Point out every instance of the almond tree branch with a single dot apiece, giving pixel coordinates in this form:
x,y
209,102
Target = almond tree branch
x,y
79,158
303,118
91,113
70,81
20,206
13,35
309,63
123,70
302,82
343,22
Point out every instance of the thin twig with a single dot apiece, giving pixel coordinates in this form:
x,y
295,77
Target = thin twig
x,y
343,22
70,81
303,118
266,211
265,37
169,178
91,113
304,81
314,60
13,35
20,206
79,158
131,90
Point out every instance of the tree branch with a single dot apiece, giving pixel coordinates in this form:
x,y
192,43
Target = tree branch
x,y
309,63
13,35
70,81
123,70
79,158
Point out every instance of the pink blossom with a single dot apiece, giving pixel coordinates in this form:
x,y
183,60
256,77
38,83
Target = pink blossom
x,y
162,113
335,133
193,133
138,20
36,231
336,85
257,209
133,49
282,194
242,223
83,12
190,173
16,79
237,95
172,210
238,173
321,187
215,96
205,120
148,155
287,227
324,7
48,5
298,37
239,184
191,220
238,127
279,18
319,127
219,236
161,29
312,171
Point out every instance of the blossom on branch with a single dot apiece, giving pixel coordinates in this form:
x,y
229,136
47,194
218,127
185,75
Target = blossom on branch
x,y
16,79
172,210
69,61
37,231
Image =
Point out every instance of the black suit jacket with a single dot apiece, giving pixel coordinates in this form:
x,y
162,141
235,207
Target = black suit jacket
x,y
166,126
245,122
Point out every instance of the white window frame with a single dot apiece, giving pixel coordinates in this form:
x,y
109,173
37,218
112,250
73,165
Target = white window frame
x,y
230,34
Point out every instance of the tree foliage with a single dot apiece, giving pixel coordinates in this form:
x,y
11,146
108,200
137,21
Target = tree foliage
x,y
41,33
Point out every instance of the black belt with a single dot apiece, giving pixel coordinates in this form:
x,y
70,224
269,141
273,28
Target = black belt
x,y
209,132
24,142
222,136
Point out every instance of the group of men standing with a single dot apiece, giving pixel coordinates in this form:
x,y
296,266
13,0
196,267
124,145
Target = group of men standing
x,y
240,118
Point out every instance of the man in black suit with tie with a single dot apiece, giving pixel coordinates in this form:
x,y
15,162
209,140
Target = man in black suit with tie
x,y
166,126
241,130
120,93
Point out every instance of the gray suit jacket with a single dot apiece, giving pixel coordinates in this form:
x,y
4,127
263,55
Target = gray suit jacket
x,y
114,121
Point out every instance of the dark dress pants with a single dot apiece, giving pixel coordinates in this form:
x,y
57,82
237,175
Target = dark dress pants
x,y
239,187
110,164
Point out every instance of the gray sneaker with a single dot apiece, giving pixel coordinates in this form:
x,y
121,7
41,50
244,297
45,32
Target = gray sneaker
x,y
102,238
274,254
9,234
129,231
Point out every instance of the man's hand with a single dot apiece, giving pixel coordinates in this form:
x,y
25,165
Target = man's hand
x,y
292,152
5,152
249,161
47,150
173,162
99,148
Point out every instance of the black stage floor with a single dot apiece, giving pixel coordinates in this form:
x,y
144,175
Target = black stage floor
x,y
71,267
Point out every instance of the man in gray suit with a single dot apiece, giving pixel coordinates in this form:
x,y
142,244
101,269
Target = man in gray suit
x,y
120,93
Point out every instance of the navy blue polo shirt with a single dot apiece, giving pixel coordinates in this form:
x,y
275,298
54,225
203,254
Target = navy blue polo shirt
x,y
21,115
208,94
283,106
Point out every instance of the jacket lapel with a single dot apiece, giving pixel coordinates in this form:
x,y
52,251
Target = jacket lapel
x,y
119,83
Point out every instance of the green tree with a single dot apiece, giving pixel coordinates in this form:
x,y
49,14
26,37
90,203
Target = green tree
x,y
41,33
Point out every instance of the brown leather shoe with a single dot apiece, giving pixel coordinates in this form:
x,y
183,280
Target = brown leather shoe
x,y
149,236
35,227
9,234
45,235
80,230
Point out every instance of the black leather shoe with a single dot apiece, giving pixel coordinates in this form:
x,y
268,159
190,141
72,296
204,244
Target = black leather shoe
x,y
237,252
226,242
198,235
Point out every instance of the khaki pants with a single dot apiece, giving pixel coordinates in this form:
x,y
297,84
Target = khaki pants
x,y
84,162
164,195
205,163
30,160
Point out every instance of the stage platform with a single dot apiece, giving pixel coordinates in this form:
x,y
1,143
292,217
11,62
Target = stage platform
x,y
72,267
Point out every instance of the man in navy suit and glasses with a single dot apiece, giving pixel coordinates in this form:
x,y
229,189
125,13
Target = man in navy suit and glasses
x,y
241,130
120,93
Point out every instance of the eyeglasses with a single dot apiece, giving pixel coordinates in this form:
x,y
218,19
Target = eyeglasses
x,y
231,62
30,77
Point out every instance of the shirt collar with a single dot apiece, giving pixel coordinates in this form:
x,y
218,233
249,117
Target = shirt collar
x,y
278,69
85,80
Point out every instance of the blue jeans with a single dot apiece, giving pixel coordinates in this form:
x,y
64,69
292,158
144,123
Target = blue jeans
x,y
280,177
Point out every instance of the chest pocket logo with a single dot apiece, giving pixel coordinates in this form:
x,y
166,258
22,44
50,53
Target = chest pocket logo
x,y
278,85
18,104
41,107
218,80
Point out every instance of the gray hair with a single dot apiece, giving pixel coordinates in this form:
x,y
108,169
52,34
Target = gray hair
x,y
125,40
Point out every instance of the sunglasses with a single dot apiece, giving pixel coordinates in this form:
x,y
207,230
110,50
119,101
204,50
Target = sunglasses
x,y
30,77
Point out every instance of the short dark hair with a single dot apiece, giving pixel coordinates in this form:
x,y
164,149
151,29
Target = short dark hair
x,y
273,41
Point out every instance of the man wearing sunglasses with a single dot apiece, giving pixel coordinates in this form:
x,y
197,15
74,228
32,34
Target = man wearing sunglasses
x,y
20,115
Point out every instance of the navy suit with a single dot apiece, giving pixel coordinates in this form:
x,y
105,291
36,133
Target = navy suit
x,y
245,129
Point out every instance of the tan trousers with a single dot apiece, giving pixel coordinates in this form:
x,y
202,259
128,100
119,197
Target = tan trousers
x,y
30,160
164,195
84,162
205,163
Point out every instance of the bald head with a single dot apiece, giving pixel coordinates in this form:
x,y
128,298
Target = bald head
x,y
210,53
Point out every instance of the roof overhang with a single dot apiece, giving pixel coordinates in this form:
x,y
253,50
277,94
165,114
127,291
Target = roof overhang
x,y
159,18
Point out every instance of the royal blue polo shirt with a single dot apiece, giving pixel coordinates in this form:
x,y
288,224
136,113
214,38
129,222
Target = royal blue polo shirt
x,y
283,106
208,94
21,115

◇ ◇ ◇ ◇

▸ Your task:
Reproduce every record that appears above, keeping the wording exact.

▸ Response for this exercise:
Point out every instance of the almond tree branch with a single dot apiece, giving pixel coordinates in this form:
x,y
209,102
Target = almond tree branch
x,y
79,158
303,118
91,113
70,81
20,206
13,35
309,63
123,70
302,82
343,22
Point out every instance of the thin twig with a single dot apiece, giving pixel coordinates in this form:
x,y
295,77
Target = thin twig
x,y
343,22
70,81
303,118
266,211
265,37
169,178
91,113
304,81
314,60
13,35
20,206
79,158
131,90
Point out every instance of the tree branch with a single dot apiece, giving pixel coordinates in this form:
x,y
192,43
Target = tree branch
x,y
309,63
13,35
70,81
123,70
79,158
Point out every instance of the pink blossom with a single dot apiece, giving pixel coordinates in this form:
x,y
183,60
256,77
38,83
Target = pink blossom
x,y
162,113
335,133
193,133
138,20
36,231
336,85
257,209
133,49
282,194
242,223
83,12
190,173
16,79
237,95
172,210
238,173
321,187
215,96
205,120
148,155
287,227
324,7
48,5
298,37
239,184
191,220
238,127
279,18
319,127
219,236
161,29
312,171
Point out every instance of the blossom on branch with a single dot apiece, giving pixel coordinates in this form:
x,y
229,136
47,194
218,127
185,75
Target = blossom on branch
x,y
16,79
172,210
69,61
37,231
Image =
Point out every instance of the black suit jacket with a single dot apiece, giving pixel coordinates in this form:
x,y
162,141
235,207
Target = black suit jacket
x,y
166,126
245,122
Point out every instance of the white window frame with a single dot apiece, giving pixel coordinates in this form:
x,y
109,173
37,218
112,250
73,165
Target = white window frame
x,y
230,34
Point out every instance of the tree foliage with a single dot apiece, giving pixel coordinates in this form:
x,y
11,146
108,200
137,21
Target = tree foliage
x,y
41,33
Point out every instance of the black belt with a single dot apiece, giving pixel coordinates in this form:
x,y
70,224
269,141
273,28
Target = black belt
x,y
209,132
24,142
222,136
Point out every instance of the group of men standing with a single dot apiece, giving pixel coordinates in this form:
x,y
296,266
13,0
196,267
124,145
Target = group of men standing
x,y
240,118
Point out every instance of the man in black suit with tie with a single dot apiece, giving pixel coordinates in this form:
x,y
15,162
209,140
Target = man in black suit with tie
x,y
166,126
241,130
120,93
Point out every instance of the gray suit jacket with a single dot apiece, giving pixel coordinates in this form:
x,y
4,127
263,55
Target = gray suit jacket
x,y
114,121
Point out every instance of the dark dress pants with a single dot apiece, giving pixel coordinates in this form:
x,y
57,82
237,175
Target = dark dress pants
x,y
239,187
110,164
Point out every instance of the gray sneaker with a single dot apiece, giving pixel coordinates in this form:
x,y
121,7
41,50
244,297
45,32
Target = gray sneaker
x,y
102,238
274,254
9,234
129,231
Point out every instance of the man's hand with a single dot apiece, giving pixel coordinates in this form:
x,y
25,165
Target = man's hand
x,y
292,152
5,152
249,161
47,150
173,162
99,148
Point out every instance of the black stage floor with a single dot apiece, giving pixel coordinates in this form:
x,y
144,175
Target = black stage floor
x,y
71,267
Point out every instance of the man in gray suit with a single dot apiece, giving pixel coordinates in this form:
x,y
142,244
101,269
Target = man in gray suit
x,y
120,93
Point out every instance of the navy blue polo shirt with a single dot apiece, giving pixel coordinates in this form:
x,y
275,298
54,225
203,254
Target = navy blue polo shirt
x,y
21,115
208,94
283,106
Point out every instance of the jacket lapel with a single dot apiece, giving pixel coordinates in this form:
x,y
52,251
Target = jacket lapel
x,y
119,83
Point out every instance of the green tree with a single dot apiece, giving pixel coordinates in this form:
x,y
49,14
26,37
90,203
Target = green tree
x,y
41,33
Point out every instance of the brown leather shoe with a single dot apiece, giving pixel coordinates in this form:
x,y
183,280
Target = brown leather shoe
x,y
149,236
35,227
9,234
45,235
80,230
Point out every instance of the black leather shoe with a single dot apiece, giving pixel coordinates in this form:
x,y
268,159
190,141
72,296
204,244
Target = black leather shoe
x,y
237,252
226,242
198,235
Point out every instance of the khaki pants with a single dot apiece, giving pixel coordinates in this form:
x,y
297,84
Target = khaki pants
x,y
84,162
164,195
205,163
30,160
Point out every instance of the stage platform with a single dot apiece, giving pixel coordinates in this form:
x,y
1,143
292,217
11,62
Target = stage platform
x,y
72,267
Point out every instance of the man in navy suit and glasses with a single dot apiece, giving pixel coordinates in this form:
x,y
229,189
125,13
Target = man in navy suit and glasses
x,y
241,130
120,93
Point out every instance of the eyeglasses with a single dot apiece, giving pixel coordinates in this form:
x,y
218,19
Target = eyeglasses
x,y
231,62
30,77
Point out every instance of the shirt collar with a single dot apiece, giving pixel coordinates in this form:
x,y
218,233
249,117
Target = shirt collar
x,y
278,69
85,80
Point out every instance of the blue jeans with a single dot apiece, giving pixel coordinates in this form:
x,y
64,69
292,158
144,123
Target = blue jeans
x,y
280,177
Point out every instance of the chest pocket logo with a single dot apiece, giving pixel coordinates in this form:
x,y
166,258
22,44
50,53
Target = chest pocket logo
x,y
278,85
18,104
41,107
218,80
Point out every instance of the gray hair with a single dot apiece, giving pixel coordinates in this form:
x,y
108,169
52,34
Target = gray hair
x,y
125,40
Point out every instance of the sunglasses with a single dot apiece, giving pixel coordinates in this form:
x,y
207,230
110,50
119,101
204,50
Target = sunglasses
x,y
30,77
Point out every instance of the short dark hair with a single dot apiece, giving pixel coordinates in this form:
x,y
164,149
151,29
Target = short dark hair
x,y
273,41
Point out every instance of the man wearing sunglasses with a single dot apiece, giving pixel coordinates in this form:
x,y
197,15
74,228
32,34
Target = man wearing sunglasses
x,y
20,115
Point out every instance of the navy suit with a single dot apiece, giving pixel coordinates in this form:
x,y
105,291
36,133
Target = navy suit
x,y
245,129
Point out every instance of the tan trousers with a single dot apiece, giving pixel coordinates in this form:
x,y
202,259
128,100
119,197
Target = tan trousers
x,y
30,160
164,195
84,162
205,163
Point out every instance of the bald head with a single dot apiece, giving pixel coordinates in this form:
x,y
128,298
Target = bald head
x,y
210,53
Point out every instance of the roof overhang with a single dot apiece, giving pixel coordinates in this form:
x,y
253,50
277,94
165,114
127,291
Target = roof overhang
x,y
159,18
Point out every instance of the royal blue polo shirt with a single dot apiece, giving pixel coordinates in this form:
x,y
288,224
136,113
214,38
129,222
Target = royal blue polo shirt
x,y
283,106
208,94
21,115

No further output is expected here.